Swap "thickest part" for "widest part" throughout the records below and reproduce them with nothing else changed. Omit the pictures from your output.
start
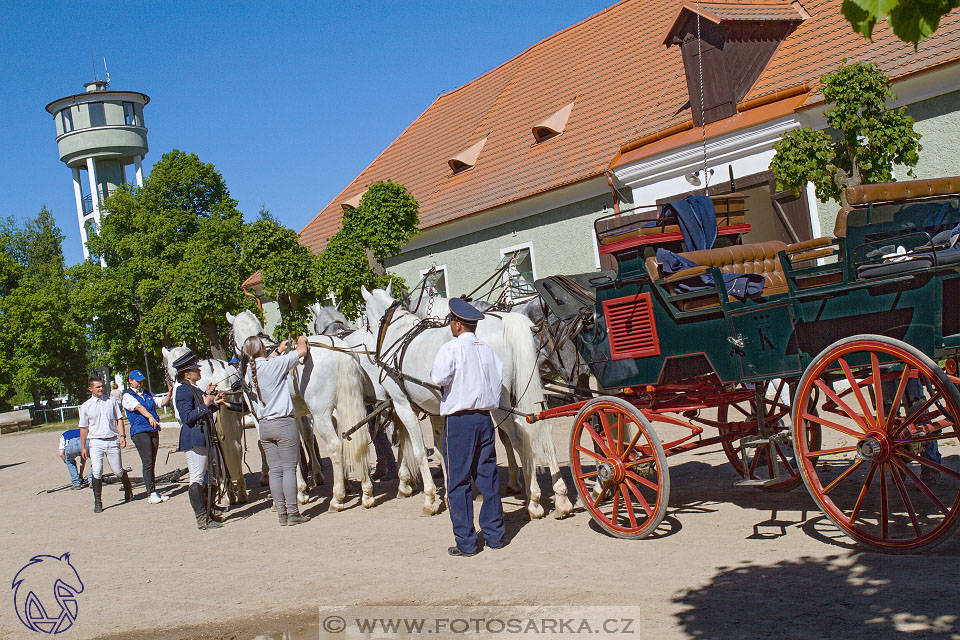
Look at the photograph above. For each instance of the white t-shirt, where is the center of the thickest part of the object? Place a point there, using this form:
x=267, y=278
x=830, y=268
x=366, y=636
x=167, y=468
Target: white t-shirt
x=272, y=378
x=99, y=416
x=470, y=374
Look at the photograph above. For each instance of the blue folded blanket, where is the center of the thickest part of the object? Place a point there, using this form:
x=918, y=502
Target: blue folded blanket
x=739, y=285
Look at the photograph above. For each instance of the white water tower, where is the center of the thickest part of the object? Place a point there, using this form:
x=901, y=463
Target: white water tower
x=100, y=133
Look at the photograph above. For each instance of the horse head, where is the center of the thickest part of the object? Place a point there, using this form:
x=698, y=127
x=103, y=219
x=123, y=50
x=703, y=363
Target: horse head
x=41, y=582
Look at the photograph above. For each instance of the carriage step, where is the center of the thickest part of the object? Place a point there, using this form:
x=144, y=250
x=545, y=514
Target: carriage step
x=755, y=483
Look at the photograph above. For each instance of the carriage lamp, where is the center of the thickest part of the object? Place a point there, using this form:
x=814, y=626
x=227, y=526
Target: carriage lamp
x=138, y=303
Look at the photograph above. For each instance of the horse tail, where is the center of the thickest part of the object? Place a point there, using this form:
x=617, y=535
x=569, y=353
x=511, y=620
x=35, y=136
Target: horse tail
x=350, y=411
x=526, y=387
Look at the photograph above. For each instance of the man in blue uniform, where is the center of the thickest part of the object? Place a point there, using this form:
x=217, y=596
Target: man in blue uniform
x=469, y=373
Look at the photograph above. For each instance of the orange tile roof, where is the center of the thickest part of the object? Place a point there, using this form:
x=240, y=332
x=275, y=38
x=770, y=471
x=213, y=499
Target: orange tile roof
x=626, y=85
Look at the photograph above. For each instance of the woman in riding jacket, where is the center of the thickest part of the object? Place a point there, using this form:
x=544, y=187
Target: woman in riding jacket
end
◆ Written answer:
Look at the photograph above. For each instance of the white t-shirt, where is the center of the widest part of the object? Place a point there, using this form:
x=267, y=278
x=830, y=268
x=366, y=636
x=167, y=468
Target: white t-shirt
x=272, y=378
x=99, y=416
x=470, y=374
Look at the photograph above. For each instance of the blue folded blanket, where is the center of the widest part of the object? Place a point there, using this form:
x=918, y=502
Target: blue folded blanket
x=739, y=285
Look at the photograph above. For each instance of the white water tower, where is the center of the widest part of the object? Place a point there, using this form:
x=901, y=463
Target: white water tower
x=100, y=133
Look at the photograph above. For each instance of the horse head, where is the center of the widest part of the object? Place a point there, using this form:
x=698, y=127
x=103, y=219
x=123, y=50
x=703, y=363
Target: horse head
x=41, y=582
Look at the photograph above. For each instance of the carriage step, where is the center of the widest part of the object? Place a point there, using this form:
x=144, y=250
x=545, y=514
Target: carriage step
x=755, y=483
Look at the photograph above. For each instance of the carriage lamp, where is the center of the widest part of the object? Place a point there, using this form:
x=814, y=626
x=227, y=526
Target: carriage lamp
x=138, y=303
Look at the photograph above. For each instance of the horse tail, where is the center of the widest part of the object? Place a point there, using this form:
x=617, y=535
x=569, y=353
x=511, y=620
x=35, y=136
Target: horse tail
x=350, y=411
x=526, y=387
Look at the photograph above. For each instance of the man in blue uniform, where is the center of the widest part of the object? Place a point there, using this form:
x=217, y=596
Target: man in blue uniform
x=469, y=373
Look at the photograph above. For each instance of the orange tile roof, where is the center of the widest part of the object? Place a point there, using this form:
x=240, y=332
x=275, y=38
x=770, y=471
x=213, y=499
Target: orange tile roof
x=626, y=85
Look at the photograph above. For each instance of the woman in riding jacket, where is the center of the widest part of the object? Place a point there, using this form:
x=544, y=187
Target: woman in riding jacket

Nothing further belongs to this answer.